> [TASK OBJECTIVE]: Please add 96 to every bounding-box coordinate in the answers of the entries from the line with "the blurred green" to the line with "[172,153,210,203]", both lines included. Return all of those lines, with every other line unchanged, and nothing else.

> [DATA SUPPLIED]:
--- START ---

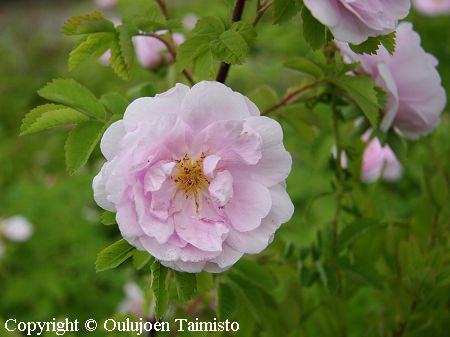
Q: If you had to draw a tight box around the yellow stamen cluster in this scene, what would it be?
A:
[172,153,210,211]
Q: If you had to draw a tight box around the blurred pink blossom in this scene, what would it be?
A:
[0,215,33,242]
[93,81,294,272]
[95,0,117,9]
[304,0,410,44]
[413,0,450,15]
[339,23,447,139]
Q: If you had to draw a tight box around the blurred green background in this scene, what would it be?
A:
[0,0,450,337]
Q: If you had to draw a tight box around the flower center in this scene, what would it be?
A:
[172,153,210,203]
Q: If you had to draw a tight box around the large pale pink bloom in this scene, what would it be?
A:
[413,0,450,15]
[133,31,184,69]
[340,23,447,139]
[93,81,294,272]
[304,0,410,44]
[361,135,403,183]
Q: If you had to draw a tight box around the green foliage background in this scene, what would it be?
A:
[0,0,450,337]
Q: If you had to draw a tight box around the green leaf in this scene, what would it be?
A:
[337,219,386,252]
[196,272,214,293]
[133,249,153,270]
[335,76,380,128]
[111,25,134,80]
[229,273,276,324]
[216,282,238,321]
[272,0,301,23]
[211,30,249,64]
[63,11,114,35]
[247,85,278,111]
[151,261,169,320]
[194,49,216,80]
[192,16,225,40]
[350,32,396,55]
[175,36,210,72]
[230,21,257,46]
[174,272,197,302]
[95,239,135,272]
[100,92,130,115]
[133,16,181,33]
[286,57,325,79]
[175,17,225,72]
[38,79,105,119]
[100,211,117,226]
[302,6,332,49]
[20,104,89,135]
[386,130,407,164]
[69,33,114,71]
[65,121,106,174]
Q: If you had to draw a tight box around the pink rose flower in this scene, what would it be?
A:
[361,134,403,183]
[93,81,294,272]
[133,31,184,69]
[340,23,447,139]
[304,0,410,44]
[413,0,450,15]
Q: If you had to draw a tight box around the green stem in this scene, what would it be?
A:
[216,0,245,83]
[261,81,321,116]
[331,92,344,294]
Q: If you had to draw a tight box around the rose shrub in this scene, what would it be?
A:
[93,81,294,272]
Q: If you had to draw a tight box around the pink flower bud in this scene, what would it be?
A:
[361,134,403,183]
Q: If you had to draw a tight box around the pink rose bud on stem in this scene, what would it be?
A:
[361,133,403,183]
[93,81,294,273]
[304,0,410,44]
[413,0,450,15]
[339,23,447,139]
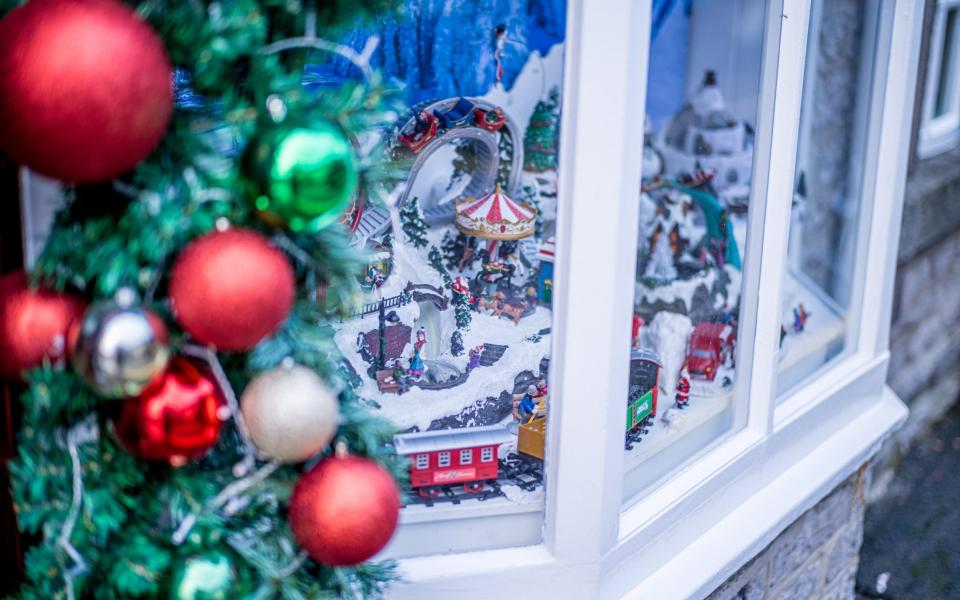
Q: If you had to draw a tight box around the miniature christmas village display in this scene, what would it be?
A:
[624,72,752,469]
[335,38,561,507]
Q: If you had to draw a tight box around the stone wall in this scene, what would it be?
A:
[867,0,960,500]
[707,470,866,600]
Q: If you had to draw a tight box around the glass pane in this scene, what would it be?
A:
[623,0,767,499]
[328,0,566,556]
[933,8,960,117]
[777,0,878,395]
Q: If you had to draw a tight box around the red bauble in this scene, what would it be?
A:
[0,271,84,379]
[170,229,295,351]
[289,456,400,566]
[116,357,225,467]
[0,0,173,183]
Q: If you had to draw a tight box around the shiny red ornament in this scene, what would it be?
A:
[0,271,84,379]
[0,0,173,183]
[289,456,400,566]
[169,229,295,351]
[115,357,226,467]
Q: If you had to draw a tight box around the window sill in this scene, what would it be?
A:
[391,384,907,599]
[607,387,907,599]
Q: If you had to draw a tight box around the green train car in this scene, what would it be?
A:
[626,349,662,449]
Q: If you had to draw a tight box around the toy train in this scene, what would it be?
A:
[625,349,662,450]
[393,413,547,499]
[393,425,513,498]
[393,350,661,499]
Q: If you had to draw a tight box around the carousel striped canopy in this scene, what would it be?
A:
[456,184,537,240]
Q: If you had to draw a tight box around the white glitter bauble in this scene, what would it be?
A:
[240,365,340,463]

--- END ---
--- START ---

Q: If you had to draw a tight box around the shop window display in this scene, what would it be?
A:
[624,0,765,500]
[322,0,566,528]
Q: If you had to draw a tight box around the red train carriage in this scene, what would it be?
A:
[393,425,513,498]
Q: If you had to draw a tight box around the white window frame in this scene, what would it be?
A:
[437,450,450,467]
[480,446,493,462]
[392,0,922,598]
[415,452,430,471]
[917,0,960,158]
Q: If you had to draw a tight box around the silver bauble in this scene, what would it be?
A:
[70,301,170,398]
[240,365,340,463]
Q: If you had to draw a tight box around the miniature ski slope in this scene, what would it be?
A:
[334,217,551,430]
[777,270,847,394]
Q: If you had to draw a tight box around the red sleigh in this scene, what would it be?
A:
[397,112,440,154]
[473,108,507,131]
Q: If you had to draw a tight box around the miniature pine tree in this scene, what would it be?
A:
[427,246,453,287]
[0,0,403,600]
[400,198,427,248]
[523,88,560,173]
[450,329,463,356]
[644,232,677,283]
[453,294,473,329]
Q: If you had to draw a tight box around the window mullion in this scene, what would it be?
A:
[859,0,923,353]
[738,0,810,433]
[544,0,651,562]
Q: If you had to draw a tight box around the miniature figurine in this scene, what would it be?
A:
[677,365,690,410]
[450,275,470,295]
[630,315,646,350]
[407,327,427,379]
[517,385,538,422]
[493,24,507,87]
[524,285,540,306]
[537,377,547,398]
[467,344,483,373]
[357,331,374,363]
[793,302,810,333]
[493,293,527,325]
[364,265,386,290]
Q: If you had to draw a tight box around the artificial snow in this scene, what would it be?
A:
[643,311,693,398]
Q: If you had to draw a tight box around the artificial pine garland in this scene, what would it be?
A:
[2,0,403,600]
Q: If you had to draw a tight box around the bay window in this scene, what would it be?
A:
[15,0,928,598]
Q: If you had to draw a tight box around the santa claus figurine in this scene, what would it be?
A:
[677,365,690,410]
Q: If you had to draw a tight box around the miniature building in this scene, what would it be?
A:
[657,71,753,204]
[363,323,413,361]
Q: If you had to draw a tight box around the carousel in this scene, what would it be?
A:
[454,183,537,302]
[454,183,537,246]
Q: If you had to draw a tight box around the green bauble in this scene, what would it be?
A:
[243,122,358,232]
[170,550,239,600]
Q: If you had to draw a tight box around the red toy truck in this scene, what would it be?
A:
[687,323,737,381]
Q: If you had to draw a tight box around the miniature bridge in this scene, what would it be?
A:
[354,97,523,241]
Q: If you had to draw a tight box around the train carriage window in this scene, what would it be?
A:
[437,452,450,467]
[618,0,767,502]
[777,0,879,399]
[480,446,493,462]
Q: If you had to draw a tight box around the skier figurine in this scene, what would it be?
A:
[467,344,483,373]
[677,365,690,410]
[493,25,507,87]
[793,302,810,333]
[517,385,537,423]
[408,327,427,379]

--- END ---

> [CORRECT ANSWER]:
Q: If you had to draw a tight box around the blurred green background in this scene, what would it be?
A:
[96,96,546,433]
Q: If you had to draw a tight box around the flower center in this scene, what would it be?
A:
[268,249,306,299]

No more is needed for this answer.